§ **PROBLEM**:
Repeat each record exactly. Any picture gets left out.

§ **Rows from a dataset**:
- - - -
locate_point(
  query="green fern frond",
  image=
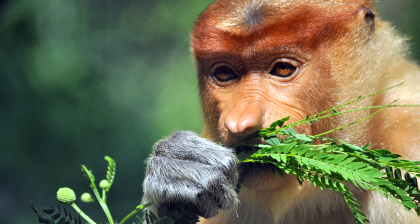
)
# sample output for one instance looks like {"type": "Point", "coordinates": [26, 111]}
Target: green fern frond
{"type": "Point", "coordinates": [110, 174]}
{"type": "Point", "coordinates": [54, 215]}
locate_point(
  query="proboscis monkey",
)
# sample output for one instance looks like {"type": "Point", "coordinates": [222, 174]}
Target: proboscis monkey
{"type": "Point", "coordinates": [259, 61]}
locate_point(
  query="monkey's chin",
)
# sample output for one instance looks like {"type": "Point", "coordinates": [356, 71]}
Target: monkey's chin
{"type": "Point", "coordinates": [260, 177]}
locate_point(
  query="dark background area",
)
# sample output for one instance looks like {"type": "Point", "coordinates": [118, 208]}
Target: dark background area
{"type": "Point", "coordinates": [81, 79]}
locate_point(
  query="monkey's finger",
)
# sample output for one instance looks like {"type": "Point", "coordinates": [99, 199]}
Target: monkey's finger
{"type": "Point", "coordinates": [186, 145]}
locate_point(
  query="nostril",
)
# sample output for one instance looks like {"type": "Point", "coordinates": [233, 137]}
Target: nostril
{"type": "Point", "coordinates": [243, 121]}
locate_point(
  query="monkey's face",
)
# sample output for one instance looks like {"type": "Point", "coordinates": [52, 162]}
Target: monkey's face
{"type": "Point", "coordinates": [260, 62]}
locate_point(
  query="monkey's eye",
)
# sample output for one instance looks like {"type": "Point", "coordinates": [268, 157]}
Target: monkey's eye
{"type": "Point", "coordinates": [224, 74]}
{"type": "Point", "coordinates": [283, 69]}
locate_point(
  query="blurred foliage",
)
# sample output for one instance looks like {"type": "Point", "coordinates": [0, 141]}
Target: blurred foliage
{"type": "Point", "coordinates": [81, 79]}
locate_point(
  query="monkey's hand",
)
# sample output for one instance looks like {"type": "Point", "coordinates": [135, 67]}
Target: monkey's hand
{"type": "Point", "coordinates": [188, 169]}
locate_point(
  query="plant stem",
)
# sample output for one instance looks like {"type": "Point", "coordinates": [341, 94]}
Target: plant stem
{"type": "Point", "coordinates": [137, 210]}
{"type": "Point", "coordinates": [81, 213]}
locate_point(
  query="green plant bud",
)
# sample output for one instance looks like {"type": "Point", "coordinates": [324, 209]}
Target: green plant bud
{"type": "Point", "coordinates": [66, 195]}
{"type": "Point", "coordinates": [104, 184]}
{"type": "Point", "coordinates": [86, 198]}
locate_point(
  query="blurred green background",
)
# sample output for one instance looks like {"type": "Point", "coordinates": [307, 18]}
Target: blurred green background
{"type": "Point", "coordinates": [81, 79]}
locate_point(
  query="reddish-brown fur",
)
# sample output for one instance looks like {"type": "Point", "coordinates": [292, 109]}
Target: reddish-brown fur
{"type": "Point", "coordinates": [341, 54]}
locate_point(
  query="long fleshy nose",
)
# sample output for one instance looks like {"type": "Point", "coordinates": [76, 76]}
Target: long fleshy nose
{"type": "Point", "coordinates": [243, 120]}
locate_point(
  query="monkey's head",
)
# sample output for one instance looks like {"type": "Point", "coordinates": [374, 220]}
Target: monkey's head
{"type": "Point", "coordinates": [259, 61]}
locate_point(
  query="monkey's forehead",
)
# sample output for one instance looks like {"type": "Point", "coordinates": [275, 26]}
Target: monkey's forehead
{"type": "Point", "coordinates": [244, 15]}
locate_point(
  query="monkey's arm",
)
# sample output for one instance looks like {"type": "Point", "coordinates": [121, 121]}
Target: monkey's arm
{"type": "Point", "coordinates": [186, 168]}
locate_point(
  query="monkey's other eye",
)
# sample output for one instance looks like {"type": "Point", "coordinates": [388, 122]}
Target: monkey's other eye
{"type": "Point", "coordinates": [224, 74]}
{"type": "Point", "coordinates": [283, 69]}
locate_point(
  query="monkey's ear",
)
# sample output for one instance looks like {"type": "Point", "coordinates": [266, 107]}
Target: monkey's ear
{"type": "Point", "coordinates": [368, 17]}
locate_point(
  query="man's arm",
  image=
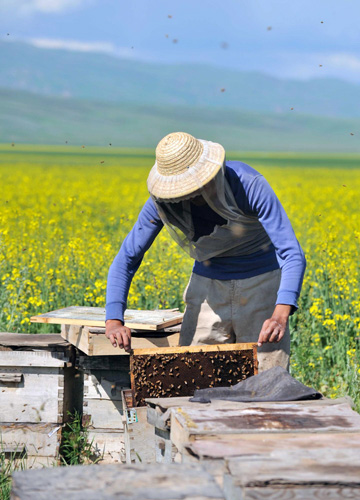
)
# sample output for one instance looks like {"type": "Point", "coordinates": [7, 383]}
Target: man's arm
{"type": "Point", "coordinates": [290, 256]}
{"type": "Point", "coordinates": [122, 270]}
- - - -
§ **REPLY TO THE TASK**:
locate_point(
  query="green fern frond",
  image=
)
# sample output for one instance looks like {"type": "Point", "coordinates": [26, 111]}
Target: green fern frond
{"type": "Point", "coordinates": [110, 174]}
{"type": "Point", "coordinates": [54, 215]}
locate_point(
  query="proboscis monkey",
)
# sample output for one instance looks like {"type": "Point", "coordinates": [222, 174]}
Target: proboscis monkey
{"type": "Point", "coordinates": [259, 61]}
locate_point(
  query="monkey's chin",
)
# sample output for one instance looks like {"type": "Point", "coordinates": [356, 71]}
Target: monkey's chin
{"type": "Point", "coordinates": [260, 177]}
locate_point(
  query="dark background area",
)
# sample output for one instance looks like {"type": "Point", "coordinates": [118, 208]}
Target: dark background area
{"type": "Point", "coordinates": [81, 79]}
locate_point(
  query="monkey's finger",
)
# sample output for one instance looks like {"type": "Point", "coordinates": [99, 199]}
Target: monkey's finger
{"type": "Point", "coordinates": [186, 145]}
locate_point(
  query="nostril",
)
# sample output for one instance looks like {"type": "Point", "coordinates": [233, 137]}
Target: nostril
{"type": "Point", "coordinates": [243, 121]}
locate_point(
  query="monkey's face",
)
# sample output for one instance looks like {"type": "Point", "coordinates": [52, 162]}
Target: monkey's face
{"type": "Point", "coordinates": [260, 62]}
locate_point(
  query="monkey's eye",
)
# sample output for one instance looks like {"type": "Point", "coordinates": [268, 157]}
Target: monkey's eye
{"type": "Point", "coordinates": [224, 74]}
{"type": "Point", "coordinates": [283, 69]}
locate_point(
  query="blurred foliage",
)
# sample output for one instance looks like {"type": "Point", "coordinates": [0, 141]}
Target: blurred foliage
{"type": "Point", "coordinates": [81, 79]}
locate_point(
  query="monkey's hand",
)
# sample output for one instance looks like {"type": "Point", "coordinates": [135, 67]}
Target: monkey's hand
{"type": "Point", "coordinates": [188, 169]}
locate_point(
  query="plant stem",
)
# sample output for one instance looks like {"type": "Point", "coordinates": [341, 94]}
Target: plant stem
{"type": "Point", "coordinates": [137, 210]}
{"type": "Point", "coordinates": [81, 213]}
locate_point(
  query="green plant bud",
)
# sample output for one instance looks like {"type": "Point", "coordinates": [324, 209]}
Target: green plant bud
{"type": "Point", "coordinates": [66, 195]}
{"type": "Point", "coordinates": [104, 184]}
{"type": "Point", "coordinates": [86, 198]}
locate_point(
  query="blurred green background",
)
# sample output for one instance looks like {"type": "Point", "coordinates": [307, 18]}
Target: blurred green background
{"type": "Point", "coordinates": [81, 79]}
locate_point(
  query="reddish-brown fur",
)
# sample output for one instance looks like {"type": "Point", "coordinates": [292, 109]}
Target: reddish-brown fur
{"type": "Point", "coordinates": [341, 54]}
locate_point(
  query="long fleshy nose",
)
# sample output for one instance looks like {"type": "Point", "coordinates": [76, 76]}
Target: long fleshy nose
{"type": "Point", "coordinates": [243, 120]}
locate_point(
  query="monkey's head",
)
# sample output for one instance looks like {"type": "Point", "coordinates": [374, 220]}
Target: monkey's head
{"type": "Point", "coordinates": [259, 61]}
locate_point(
  query="monkey's forehead",
)
# sample output for one instance looks like {"type": "Point", "coordinates": [275, 26]}
Target: monkey's forehead
{"type": "Point", "coordinates": [244, 15]}
locate_point(
  query="monkey's arm",
)
# sample output for one instance looks like {"type": "Point", "coordinates": [121, 121]}
Target: monkey's arm
{"type": "Point", "coordinates": [186, 168]}
locate_point(
  query="monkey's other eye",
)
# sample output for one instance looks like {"type": "Point", "coordinates": [388, 122]}
Target: monkey's other eye
{"type": "Point", "coordinates": [224, 74]}
{"type": "Point", "coordinates": [283, 69]}
locate_point(
  query="monkey's ear",
)
# sample output for one instance looks like {"type": "Point", "coordinates": [266, 107]}
Target: monkey's ear
{"type": "Point", "coordinates": [368, 17]}
locate_point(
  query="man's arm",
  image=
)
# sample output for one instance looks like {"type": "Point", "coordinates": [7, 383]}
Target: man's arm
{"type": "Point", "coordinates": [290, 256]}
{"type": "Point", "coordinates": [122, 270]}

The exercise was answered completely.